Given problem - Extract every line of the rows below and copy each one unchanged.

━━━━━ Records supplied

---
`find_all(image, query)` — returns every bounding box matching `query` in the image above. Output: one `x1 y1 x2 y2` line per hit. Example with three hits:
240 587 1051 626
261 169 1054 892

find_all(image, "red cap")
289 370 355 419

━━━━━━━━━━

Exercise solution -
---
`find_all(image, query)` — returns every bounding box matching `query` in the image above. Output: one `x1 y1 x2 y2` line per hit. Example with three hits:
240 587 1051 626
261 169 1054 892

find_all(image, "red cap")
289 370 355 419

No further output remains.